## MATERIALS PROVIDED
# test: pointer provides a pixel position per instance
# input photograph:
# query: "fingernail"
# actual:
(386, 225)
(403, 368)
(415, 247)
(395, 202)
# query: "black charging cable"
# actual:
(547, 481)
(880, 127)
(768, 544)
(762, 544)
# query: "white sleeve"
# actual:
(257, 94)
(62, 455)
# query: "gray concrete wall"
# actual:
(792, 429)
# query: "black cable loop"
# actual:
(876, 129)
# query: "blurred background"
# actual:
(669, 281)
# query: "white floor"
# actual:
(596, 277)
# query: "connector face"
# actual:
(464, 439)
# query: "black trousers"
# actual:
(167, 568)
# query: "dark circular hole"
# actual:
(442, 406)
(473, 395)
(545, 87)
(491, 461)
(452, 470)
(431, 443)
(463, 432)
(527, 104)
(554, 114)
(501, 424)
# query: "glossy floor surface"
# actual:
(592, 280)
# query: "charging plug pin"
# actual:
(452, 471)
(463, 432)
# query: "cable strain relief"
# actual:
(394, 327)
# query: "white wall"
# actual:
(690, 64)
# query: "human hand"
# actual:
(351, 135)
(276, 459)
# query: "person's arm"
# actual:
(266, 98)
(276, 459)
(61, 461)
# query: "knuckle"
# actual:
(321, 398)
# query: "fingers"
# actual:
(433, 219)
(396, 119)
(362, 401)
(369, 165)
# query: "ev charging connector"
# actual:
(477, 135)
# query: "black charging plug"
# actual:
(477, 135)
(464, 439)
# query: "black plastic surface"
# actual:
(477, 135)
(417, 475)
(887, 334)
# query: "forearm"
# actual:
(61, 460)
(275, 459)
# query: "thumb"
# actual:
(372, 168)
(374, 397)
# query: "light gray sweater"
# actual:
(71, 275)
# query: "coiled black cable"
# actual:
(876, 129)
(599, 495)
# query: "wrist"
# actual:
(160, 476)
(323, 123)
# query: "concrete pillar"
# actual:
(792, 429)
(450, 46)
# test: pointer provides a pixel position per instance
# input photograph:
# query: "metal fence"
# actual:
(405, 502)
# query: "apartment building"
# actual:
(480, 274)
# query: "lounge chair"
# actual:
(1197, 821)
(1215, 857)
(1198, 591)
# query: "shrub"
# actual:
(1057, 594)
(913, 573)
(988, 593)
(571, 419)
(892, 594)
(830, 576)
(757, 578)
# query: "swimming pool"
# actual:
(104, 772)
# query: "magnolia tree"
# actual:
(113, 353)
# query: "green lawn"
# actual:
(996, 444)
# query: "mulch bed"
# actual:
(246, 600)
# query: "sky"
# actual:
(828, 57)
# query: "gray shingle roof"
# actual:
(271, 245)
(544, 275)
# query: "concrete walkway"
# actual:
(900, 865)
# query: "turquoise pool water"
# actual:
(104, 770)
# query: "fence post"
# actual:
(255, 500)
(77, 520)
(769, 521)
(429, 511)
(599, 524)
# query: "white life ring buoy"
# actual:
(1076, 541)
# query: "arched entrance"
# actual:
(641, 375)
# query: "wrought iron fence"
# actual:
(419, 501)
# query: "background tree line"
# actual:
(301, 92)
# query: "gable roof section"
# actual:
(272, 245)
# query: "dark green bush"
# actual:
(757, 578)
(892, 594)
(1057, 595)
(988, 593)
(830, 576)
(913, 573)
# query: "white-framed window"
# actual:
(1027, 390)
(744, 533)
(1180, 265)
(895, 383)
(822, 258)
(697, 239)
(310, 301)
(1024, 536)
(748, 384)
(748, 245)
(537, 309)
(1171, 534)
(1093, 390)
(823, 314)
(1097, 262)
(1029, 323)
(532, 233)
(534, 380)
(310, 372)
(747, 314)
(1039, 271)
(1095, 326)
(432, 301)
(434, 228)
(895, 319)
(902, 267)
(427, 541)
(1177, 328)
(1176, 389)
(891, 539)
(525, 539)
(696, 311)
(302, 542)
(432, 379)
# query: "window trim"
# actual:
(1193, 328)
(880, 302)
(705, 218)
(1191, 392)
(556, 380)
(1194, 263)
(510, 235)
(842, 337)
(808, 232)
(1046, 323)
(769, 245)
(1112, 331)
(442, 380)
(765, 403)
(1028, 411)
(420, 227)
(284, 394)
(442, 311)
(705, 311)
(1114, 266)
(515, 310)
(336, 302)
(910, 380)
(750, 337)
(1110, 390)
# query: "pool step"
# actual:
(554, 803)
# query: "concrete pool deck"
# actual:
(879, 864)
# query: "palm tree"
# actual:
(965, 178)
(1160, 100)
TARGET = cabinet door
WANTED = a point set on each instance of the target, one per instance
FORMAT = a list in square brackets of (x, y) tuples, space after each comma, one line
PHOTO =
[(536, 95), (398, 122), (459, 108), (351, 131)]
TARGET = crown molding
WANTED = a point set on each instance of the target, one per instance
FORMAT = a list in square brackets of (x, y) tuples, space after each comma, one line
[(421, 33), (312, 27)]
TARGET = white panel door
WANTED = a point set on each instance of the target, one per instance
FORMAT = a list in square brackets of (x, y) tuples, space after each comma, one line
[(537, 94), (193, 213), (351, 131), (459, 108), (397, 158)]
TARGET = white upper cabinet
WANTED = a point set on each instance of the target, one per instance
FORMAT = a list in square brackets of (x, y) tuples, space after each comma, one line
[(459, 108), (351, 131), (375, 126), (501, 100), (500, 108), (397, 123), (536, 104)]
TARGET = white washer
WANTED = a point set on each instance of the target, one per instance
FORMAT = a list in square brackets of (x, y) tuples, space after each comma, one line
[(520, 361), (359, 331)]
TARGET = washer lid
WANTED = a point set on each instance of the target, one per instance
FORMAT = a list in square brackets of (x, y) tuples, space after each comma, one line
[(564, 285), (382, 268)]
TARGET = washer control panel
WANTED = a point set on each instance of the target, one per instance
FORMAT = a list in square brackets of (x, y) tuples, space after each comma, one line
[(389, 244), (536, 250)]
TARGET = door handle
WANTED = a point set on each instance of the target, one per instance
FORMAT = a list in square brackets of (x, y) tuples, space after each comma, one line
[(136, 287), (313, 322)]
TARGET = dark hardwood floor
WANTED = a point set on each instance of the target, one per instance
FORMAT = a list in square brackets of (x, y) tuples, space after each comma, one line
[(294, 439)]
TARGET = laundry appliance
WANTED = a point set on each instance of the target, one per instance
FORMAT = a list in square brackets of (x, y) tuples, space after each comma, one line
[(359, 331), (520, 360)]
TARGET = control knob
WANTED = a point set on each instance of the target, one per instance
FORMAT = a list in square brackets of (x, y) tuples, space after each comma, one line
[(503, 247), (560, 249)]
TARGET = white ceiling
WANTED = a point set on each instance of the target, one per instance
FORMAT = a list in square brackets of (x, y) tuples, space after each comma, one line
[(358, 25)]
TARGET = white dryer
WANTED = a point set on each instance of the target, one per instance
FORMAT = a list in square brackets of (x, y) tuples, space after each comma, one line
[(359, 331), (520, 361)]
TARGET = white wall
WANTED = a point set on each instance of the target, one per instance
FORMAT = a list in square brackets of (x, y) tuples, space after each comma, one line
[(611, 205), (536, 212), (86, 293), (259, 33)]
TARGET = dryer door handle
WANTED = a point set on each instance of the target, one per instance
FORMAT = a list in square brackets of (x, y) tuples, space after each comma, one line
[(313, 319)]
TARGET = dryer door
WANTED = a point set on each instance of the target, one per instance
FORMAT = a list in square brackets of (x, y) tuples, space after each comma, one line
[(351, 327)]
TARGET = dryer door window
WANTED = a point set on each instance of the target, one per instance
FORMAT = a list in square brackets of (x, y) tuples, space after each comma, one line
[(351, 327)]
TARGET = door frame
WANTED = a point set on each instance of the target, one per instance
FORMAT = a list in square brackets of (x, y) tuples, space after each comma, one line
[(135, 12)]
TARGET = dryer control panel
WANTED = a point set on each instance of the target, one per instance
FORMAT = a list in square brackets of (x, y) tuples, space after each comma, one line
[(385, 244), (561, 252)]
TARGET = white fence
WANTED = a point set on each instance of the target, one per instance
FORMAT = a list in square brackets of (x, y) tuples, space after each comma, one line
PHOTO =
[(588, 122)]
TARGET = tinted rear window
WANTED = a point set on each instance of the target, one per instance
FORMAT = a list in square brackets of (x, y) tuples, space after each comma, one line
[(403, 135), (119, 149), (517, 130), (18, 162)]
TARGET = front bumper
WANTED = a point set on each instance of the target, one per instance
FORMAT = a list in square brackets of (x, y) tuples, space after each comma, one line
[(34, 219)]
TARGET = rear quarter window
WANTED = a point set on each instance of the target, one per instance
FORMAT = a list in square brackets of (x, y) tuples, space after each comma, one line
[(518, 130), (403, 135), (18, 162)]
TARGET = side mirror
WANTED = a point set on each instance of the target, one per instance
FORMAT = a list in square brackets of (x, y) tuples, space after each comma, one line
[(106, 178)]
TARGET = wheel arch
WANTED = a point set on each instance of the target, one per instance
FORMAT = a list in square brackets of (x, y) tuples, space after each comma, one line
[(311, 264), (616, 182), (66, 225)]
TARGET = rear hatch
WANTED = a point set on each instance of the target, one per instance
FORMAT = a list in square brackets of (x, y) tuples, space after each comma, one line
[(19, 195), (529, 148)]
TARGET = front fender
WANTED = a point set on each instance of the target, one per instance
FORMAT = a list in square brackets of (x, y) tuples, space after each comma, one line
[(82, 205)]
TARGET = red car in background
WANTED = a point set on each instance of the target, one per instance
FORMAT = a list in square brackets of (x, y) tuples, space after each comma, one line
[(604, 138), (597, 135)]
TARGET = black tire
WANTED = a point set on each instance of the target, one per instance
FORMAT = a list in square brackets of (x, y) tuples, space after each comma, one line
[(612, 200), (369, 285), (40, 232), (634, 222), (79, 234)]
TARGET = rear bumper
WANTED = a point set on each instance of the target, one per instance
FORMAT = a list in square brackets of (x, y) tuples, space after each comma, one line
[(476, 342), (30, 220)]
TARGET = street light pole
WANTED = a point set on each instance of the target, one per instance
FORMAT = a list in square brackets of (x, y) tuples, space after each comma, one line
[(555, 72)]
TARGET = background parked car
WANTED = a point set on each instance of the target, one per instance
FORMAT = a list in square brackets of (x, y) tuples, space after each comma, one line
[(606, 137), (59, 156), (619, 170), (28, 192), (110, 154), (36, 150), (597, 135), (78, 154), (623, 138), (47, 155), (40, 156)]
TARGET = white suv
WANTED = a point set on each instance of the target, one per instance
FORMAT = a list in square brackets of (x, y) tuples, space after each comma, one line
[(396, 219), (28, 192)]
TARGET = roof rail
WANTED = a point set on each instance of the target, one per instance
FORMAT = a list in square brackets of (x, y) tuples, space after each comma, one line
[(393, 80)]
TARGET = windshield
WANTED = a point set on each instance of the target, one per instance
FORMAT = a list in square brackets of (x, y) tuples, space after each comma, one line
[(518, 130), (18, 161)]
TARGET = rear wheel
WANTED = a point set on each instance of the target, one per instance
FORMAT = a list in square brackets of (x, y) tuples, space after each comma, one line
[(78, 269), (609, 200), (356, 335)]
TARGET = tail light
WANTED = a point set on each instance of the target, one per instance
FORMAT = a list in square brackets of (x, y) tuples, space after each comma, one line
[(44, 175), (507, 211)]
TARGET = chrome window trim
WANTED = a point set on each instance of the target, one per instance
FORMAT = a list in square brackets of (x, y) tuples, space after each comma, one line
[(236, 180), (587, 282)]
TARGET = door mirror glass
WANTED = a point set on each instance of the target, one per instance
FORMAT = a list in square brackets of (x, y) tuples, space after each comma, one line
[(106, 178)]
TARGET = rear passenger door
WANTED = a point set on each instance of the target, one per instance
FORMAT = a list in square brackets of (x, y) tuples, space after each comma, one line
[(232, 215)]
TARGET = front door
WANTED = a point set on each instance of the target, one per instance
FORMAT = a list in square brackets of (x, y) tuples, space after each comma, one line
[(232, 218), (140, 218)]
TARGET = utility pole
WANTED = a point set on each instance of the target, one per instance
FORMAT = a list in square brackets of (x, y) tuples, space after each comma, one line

## REQUIREMENT
Turn the lines into a Markdown table with the columns Row and Line, numbering each line and leaving out blank lines. Begin at the line that contains "TARGET = washer lid" and stop after the line that contains "[(564, 285), (382, 268)]".

## THE ANSWER
| Row | Line |
|---|---|
| 1 | TARGET = washer lid |
| 2 | WANTED = a point set on each instance of the target, one per instance |
| 3 | FORMAT = a list in square brackets of (x, y) tuples, space after each comma, one line |
| 4 | [(564, 285), (382, 268)] |